## Task to complete
Retype the lines from the one containing "In each <instance>" up to and including the one containing "positive clicks: (358, 181)", unchanged.

## Data supplied
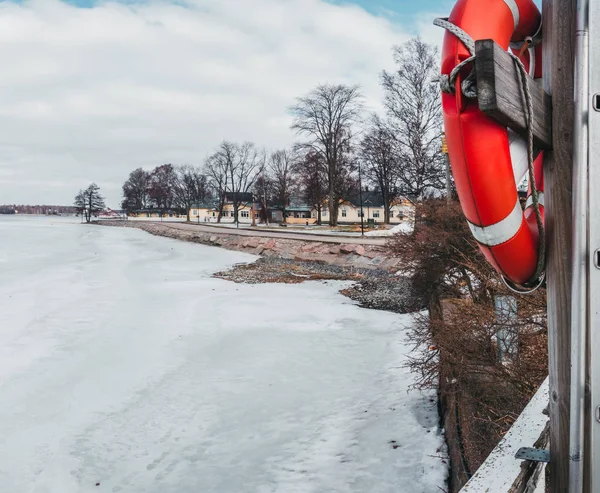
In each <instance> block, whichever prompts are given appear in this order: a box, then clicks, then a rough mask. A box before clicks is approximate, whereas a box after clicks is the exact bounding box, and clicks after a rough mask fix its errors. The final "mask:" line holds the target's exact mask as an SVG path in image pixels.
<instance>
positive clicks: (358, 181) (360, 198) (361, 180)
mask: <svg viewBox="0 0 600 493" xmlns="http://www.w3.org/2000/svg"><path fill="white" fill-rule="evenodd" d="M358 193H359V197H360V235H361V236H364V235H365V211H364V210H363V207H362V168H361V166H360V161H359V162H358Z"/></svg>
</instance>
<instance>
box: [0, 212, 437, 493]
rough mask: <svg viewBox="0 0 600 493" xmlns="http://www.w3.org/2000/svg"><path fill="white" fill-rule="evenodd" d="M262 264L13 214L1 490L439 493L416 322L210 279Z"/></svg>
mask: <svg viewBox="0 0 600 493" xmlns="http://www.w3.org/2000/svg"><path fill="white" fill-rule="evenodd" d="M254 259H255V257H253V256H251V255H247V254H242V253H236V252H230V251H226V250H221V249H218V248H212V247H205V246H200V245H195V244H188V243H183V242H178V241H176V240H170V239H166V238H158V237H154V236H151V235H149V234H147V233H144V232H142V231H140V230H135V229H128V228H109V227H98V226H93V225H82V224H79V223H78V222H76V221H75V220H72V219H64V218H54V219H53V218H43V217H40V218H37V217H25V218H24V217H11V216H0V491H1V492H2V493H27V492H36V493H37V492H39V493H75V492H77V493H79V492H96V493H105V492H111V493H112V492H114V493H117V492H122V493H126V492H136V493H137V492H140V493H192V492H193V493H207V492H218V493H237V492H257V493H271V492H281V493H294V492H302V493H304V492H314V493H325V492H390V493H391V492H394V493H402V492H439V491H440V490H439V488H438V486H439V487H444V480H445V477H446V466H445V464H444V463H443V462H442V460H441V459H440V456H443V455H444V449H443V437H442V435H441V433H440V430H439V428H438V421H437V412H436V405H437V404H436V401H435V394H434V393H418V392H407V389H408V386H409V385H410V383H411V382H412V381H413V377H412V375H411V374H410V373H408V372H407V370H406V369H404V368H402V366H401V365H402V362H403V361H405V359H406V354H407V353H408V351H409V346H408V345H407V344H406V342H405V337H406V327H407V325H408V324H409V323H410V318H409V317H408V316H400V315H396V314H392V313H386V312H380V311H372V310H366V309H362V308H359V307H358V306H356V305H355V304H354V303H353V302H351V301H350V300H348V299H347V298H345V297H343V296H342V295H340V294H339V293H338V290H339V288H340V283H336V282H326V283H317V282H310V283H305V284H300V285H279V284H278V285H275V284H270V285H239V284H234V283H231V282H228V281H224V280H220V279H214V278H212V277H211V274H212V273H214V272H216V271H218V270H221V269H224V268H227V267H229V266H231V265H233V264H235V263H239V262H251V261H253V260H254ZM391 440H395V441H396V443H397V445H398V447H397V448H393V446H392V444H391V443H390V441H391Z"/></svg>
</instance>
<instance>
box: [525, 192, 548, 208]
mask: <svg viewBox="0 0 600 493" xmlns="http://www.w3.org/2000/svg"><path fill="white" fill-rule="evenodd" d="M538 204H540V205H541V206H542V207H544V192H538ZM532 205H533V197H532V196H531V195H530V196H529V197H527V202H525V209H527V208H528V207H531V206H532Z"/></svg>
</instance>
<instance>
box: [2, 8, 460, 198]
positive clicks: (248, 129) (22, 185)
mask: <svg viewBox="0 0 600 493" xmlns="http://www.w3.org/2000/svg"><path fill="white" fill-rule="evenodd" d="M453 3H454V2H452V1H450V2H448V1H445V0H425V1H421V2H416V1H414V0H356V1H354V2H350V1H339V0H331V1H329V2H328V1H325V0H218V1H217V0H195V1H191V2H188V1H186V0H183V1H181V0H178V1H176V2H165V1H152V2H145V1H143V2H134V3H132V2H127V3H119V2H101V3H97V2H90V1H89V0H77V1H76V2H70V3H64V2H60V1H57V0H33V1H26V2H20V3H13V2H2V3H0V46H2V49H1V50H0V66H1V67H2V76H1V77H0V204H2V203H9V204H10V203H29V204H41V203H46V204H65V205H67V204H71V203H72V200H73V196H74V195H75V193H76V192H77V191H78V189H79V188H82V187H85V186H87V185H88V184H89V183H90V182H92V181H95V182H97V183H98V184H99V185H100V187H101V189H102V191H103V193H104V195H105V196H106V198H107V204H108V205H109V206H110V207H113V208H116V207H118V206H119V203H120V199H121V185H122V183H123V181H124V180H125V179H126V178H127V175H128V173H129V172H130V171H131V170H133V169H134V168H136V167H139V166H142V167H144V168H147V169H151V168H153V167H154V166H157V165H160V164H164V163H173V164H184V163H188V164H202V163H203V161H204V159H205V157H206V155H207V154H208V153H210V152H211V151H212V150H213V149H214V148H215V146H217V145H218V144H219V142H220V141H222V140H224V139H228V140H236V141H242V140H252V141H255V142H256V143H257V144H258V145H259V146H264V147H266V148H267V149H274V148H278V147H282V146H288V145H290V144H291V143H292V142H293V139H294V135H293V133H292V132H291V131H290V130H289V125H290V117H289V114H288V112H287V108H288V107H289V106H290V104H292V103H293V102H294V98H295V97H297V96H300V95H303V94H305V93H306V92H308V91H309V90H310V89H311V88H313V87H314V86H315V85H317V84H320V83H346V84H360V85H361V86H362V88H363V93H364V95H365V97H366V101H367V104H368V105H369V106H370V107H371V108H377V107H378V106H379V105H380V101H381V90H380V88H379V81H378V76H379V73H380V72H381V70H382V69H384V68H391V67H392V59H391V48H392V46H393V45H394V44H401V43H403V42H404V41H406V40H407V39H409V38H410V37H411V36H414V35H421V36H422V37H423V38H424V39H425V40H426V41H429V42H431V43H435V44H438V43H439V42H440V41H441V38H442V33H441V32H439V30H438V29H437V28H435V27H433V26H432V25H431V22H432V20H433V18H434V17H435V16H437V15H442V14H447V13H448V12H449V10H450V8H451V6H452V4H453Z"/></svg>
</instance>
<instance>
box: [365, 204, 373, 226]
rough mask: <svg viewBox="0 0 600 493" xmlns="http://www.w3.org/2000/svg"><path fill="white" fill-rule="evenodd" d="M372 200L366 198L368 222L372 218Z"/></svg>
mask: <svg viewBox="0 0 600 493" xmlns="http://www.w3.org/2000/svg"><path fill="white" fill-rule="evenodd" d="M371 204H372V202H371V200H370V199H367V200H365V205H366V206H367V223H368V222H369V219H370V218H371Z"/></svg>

--

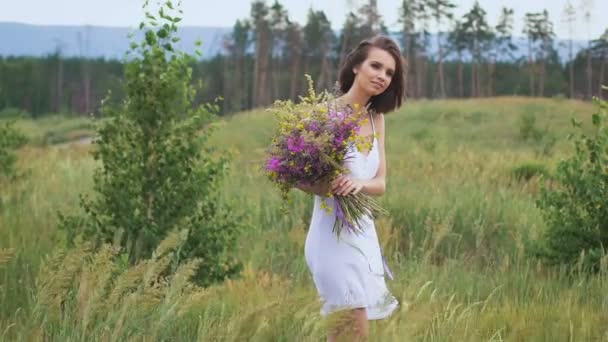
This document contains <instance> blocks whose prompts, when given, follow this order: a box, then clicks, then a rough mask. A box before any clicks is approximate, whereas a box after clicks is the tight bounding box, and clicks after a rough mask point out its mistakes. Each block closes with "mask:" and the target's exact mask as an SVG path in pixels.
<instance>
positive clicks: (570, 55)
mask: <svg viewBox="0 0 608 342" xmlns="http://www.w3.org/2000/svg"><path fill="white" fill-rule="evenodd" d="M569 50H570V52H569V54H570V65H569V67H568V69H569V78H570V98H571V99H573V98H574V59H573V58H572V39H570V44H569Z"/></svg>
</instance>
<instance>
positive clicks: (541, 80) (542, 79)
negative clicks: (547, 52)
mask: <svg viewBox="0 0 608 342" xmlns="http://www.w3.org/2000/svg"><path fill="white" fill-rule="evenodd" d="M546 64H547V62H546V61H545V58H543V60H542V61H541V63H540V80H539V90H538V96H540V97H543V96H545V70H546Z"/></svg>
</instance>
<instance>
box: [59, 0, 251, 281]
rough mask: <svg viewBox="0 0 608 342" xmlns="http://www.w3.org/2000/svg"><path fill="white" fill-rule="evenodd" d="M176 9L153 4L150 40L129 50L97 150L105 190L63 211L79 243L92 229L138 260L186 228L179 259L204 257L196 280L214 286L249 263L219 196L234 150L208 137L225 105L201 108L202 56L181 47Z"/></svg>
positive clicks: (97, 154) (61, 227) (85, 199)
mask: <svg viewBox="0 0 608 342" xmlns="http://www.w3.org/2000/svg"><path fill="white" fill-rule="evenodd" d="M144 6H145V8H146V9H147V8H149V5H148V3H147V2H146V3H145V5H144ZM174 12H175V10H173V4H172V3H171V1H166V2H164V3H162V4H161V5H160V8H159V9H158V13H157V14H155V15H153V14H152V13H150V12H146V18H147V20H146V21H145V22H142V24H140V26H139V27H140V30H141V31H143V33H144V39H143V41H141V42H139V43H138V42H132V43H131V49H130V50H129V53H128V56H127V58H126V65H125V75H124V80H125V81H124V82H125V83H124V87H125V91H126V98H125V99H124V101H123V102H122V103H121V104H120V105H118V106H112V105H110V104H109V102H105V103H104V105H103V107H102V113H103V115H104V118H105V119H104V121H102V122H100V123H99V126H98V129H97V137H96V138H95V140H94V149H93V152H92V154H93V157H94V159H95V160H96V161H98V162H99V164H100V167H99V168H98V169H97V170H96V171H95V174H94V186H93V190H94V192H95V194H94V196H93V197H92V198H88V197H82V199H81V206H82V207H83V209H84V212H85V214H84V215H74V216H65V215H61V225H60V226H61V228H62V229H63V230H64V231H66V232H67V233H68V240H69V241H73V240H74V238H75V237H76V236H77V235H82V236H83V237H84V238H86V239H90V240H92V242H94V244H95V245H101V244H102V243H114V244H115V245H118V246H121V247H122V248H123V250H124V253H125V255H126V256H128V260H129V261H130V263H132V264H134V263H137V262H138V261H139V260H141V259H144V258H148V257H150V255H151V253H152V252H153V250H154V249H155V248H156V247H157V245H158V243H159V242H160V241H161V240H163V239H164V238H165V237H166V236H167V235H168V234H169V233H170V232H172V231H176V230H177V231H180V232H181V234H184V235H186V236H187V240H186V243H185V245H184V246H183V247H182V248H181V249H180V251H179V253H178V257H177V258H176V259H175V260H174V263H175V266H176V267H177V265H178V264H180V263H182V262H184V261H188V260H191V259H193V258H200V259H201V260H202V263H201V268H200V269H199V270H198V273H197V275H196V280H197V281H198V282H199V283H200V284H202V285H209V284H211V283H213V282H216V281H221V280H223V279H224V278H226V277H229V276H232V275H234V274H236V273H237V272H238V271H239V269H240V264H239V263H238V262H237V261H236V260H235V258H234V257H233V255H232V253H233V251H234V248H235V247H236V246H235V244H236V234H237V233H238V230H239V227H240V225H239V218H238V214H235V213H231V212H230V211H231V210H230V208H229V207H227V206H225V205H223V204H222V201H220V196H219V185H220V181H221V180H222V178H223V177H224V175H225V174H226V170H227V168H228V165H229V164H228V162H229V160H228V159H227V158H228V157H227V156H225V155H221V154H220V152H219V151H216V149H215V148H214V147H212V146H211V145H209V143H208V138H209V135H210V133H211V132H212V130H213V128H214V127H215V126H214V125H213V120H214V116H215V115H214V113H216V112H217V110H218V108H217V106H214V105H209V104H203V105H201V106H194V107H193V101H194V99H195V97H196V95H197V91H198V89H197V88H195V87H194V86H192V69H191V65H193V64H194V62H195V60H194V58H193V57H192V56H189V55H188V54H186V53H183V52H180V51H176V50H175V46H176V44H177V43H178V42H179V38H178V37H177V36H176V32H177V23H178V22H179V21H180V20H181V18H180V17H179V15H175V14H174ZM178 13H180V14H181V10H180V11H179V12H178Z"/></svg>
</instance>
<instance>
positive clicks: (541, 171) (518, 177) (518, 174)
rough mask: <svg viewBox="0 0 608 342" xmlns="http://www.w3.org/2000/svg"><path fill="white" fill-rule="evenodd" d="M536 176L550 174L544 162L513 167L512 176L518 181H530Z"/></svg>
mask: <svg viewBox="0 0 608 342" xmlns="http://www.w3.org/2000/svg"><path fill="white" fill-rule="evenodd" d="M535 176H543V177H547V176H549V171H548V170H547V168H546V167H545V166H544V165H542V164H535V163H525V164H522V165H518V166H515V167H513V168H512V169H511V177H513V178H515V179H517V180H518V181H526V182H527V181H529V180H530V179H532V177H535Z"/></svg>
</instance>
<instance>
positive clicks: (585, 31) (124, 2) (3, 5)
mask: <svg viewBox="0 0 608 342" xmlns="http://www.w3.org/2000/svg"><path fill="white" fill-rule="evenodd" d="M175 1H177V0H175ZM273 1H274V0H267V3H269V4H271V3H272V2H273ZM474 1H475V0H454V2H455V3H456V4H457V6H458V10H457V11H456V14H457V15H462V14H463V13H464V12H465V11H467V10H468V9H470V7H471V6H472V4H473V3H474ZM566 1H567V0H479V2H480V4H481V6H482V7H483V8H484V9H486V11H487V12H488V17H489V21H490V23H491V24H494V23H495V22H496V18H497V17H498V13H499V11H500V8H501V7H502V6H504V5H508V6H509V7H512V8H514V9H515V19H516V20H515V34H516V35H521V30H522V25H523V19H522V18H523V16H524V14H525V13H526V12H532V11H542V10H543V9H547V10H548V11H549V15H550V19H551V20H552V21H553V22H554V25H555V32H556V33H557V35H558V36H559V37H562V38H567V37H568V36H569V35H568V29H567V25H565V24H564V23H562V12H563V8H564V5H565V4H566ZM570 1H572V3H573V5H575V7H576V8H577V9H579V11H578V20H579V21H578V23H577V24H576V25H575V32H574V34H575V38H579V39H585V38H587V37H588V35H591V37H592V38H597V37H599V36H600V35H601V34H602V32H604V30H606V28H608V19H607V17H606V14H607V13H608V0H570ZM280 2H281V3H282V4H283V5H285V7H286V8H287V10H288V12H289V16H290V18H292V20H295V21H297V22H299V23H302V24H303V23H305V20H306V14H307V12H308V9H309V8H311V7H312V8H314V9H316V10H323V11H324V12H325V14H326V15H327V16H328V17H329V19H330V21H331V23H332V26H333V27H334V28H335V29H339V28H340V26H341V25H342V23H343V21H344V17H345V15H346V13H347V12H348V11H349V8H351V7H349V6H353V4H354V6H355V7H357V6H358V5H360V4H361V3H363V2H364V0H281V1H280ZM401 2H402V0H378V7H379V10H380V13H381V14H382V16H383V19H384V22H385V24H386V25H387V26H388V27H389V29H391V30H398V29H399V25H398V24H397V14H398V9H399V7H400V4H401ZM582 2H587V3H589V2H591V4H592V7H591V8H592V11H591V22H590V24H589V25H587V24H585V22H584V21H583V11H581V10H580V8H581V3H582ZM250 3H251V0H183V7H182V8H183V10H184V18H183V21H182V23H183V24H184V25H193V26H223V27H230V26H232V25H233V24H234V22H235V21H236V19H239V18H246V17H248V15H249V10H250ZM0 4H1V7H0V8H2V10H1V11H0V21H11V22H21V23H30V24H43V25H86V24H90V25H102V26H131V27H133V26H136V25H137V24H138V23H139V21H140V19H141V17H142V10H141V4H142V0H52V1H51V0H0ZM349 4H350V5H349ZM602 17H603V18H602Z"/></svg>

## Answer space
In each <instance> block, whichever prompts are given appear in this order: a box, then clicks, then a rough mask. A box before clicks is approximate, whereas a box after clicks is the exact bounding box, and clicks after a rough mask fix its errors. The final "mask:" line holds the target's exact mask as an SVG path in image pixels.
<instance>
positive clicks: (358, 181) (360, 198) (361, 180)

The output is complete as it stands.